● Problem statement: All that is needed is each line of the entries holding the word "cliff", copied as it stands.

(Stored records)
+++
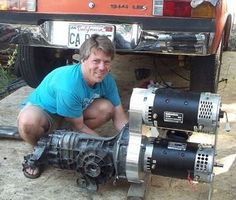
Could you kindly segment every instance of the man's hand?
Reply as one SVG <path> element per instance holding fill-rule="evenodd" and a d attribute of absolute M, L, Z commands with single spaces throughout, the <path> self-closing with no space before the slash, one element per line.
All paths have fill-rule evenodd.
<path fill-rule="evenodd" d="M 72 128 L 76 131 L 98 136 L 98 134 L 93 129 L 89 128 L 84 123 L 83 116 L 79 118 L 66 118 L 66 121 L 68 121 L 72 125 Z"/>

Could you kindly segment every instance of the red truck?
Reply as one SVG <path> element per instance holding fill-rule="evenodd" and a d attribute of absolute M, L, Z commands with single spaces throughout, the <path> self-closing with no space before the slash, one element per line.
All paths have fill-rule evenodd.
<path fill-rule="evenodd" d="M 99 33 L 117 53 L 188 58 L 190 90 L 216 92 L 231 24 L 226 0 L 0 0 L 0 43 L 31 87 Z"/>

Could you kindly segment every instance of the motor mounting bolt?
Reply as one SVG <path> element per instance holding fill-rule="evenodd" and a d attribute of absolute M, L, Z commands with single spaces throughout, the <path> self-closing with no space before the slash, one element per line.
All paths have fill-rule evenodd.
<path fill-rule="evenodd" d="M 152 115 L 152 117 L 153 117 L 153 119 L 157 119 L 157 114 L 154 113 L 154 114 Z"/>
<path fill-rule="evenodd" d="M 152 164 L 152 169 L 155 169 L 155 164 Z"/>
<path fill-rule="evenodd" d="M 199 151 L 203 150 L 203 146 L 201 144 L 198 145 Z"/>
<path fill-rule="evenodd" d="M 199 131 L 202 131 L 202 130 L 203 130 L 203 128 L 204 128 L 204 126 L 203 126 L 203 125 L 199 125 L 199 126 L 198 126 L 198 130 L 199 130 Z"/>
<path fill-rule="evenodd" d="M 196 175 L 196 176 L 194 177 L 194 180 L 195 180 L 195 181 L 199 181 L 199 180 L 200 180 L 200 176 L 199 176 L 199 175 Z"/>

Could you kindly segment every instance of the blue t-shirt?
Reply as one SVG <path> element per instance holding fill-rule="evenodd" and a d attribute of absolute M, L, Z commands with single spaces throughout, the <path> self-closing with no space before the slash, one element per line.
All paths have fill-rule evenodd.
<path fill-rule="evenodd" d="M 63 117 L 81 117 L 96 98 L 105 98 L 114 106 L 121 104 L 116 83 L 109 73 L 102 82 L 90 87 L 78 64 L 56 68 L 23 102 L 38 105 Z"/>

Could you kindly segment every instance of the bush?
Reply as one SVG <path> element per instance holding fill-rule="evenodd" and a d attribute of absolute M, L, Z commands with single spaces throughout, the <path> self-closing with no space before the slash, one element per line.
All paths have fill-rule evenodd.
<path fill-rule="evenodd" d="M 0 51 L 0 98 L 8 94 L 6 91 L 7 86 L 16 79 L 13 74 L 15 56 L 15 47 L 8 47 Z"/>

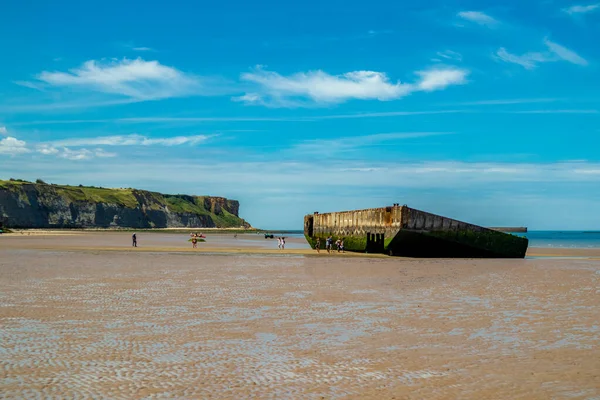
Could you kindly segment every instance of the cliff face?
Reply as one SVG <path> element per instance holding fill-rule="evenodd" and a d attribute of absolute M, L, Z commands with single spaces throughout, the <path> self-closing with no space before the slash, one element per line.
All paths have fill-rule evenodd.
<path fill-rule="evenodd" d="M 223 197 L 0 181 L 0 222 L 13 228 L 250 227 L 238 213 Z"/>

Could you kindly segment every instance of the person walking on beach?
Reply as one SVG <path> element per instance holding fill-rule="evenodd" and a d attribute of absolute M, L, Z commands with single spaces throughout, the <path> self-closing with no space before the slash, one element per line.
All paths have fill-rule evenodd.
<path fill-rule="evenodd" d="M 137 235 L 135 233 L 131 236 L 131 246 L 137 247 Z"/>
<path fill-rule="evenodd" d="M 325 249 L 327 249 L 327 253 L 331 254 L 331 242 L 333 241 L 333 238 L 331 236 L 329 236 L 327 238 L 327 240 L 325 241 Z"/>
<path fill-rule="evenodd" d="M 192 237 L 192 249 L 198 248 L 198 239 L 196 236 Z"/>
<path fill-rule="evenodd" d="M 277 248 L 279 250 L 281 250 L 281 238 L 280 237 L 277 238 Z"/>
<path fill-rule="evenodd" d="M 321 252 L 321 239 L 317 238 L 317 242 L 315 243 L 315 249 L 317 249 L 317 253 Z"/>
<path fill-rule="evenodd" d="M 281 237 L 281 250 L 285 250 L 285 238 Z"/>
<path fill-rule="evenodd" d="M 340 243 L 342 243 L 341 239 L 338 239 L 335 241 L 335 247 L 336 247 L 338 253 L 340 252 Z"/>
<path fill-rule="evenodd" d="M 340 249 L 342 249 L 342 253 L 345 253 L 345 251 L 344 251 L 344 238 L 342 238 L 342 240 L 340 241 Z"/>

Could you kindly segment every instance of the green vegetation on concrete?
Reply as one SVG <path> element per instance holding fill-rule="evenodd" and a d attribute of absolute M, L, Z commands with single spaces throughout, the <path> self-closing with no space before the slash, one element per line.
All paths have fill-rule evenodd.
<path fill-rule="evenodd" d="M 434 238 L 442 239 L 448 242 L 454 242 L 473 248 L 479 248 L 491 253 L 503 254 L 510 257 L 524 257 L 527 251 L 528 240 L 526 238 L 508 235 L 497 231 L 431 231 L 421 232 L 421 235 L 431 236 Z M 321 239 L 321 249 L 325 248 L 325 240 L 329 235 L 315 235 L 310 237 L 305 235 L 305 238 L 309 245 L 314 249 L 316 248 L 317 238 Z M 335 243 L 338 239 L 344 240 L 344 249 L 347 251 L 365 252 L 367 249 L 367 237 L 364 236 L 335 236 L 332 235 L 333 242 Z M 390 243 L 394 240 L 394 237 L 384 239 L 384 251 L 387 253 Z"/>
<path fill-rule="evenodd" d="M 310 237 L 308 235 L 304 235 L 306 241 L 313 249 L 316 249 L 317 246 L 317 238 L 321 239 L 321 249 L 325 248 L 325 241 L 329 235 L 316 235 Z M 358 237 L 358 236 L 334 236 L 331 235 L 333 239 L 333 243 L 335 243 L 338 239 L 344 240 L 344 250 L 347 251 L 357 251 L 364 252 L 367 249 L 367 237 Z"/>

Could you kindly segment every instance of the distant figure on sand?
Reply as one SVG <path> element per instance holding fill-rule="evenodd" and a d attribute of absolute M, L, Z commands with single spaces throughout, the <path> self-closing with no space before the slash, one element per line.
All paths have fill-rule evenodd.
<path fill-rule="evenodd" d="M 137 247 L 137 236 L 135 233 L 131 236 L 131 246 Z"/>
<path fill-rule="evenodd" d="M 340 247 L 339 248 L 342 250 L 342 253 L 344 253 L 344 239 L 342 239 L 340 241 Z"/>
<path fill-rule="evenodd" d="M 192 237 L 192 249 L 198 248 L 198 239 L 196 236 Z"/>
<path fill-rule="evenodd" d="M 277 238 L 277 248 L 279 250 L 281 250 L 281 238 L 280 237 Z"/>
<path fill-rule="evenodd" d="M 328 253 L 331 253 L 331 242 L 333 242 L 333 238 L 331 236 L 329 236 L 327 238 L 327 240 L 325 241 L 325 249 L 327 249 Z"/>
<path fill-rule="evenodd" d="M 281 250 L 285 250 L 285 238 L 281 238 Z"/>
<path fill-rule="evenodd" d="M 317 253 L 321 252 L 321 239 L 317 238 L 317 242 L 315 243 L 315 249 L 317 249 Z"/>
<path fill-rule="evenodd" d="M 335 241 L 335 247 L 337 248 L 338 253 L 340 252 L 340 246 L 341 246 L 340 243 L 342 243 L 341 239 L 338 239 Z"/>

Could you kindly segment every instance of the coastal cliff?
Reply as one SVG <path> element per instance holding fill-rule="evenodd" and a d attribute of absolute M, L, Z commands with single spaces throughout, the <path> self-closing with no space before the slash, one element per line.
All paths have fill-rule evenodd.
<path fill-rule="evenodd" d="M 10 228 L 249 228 L 238 213 L 223 197 L 0 180 L 0 222 Z"/>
+++
● Task solution:
Could you kindly segment every instance of the cliff face?
Could you kindly segment every instance of the coastal cliff?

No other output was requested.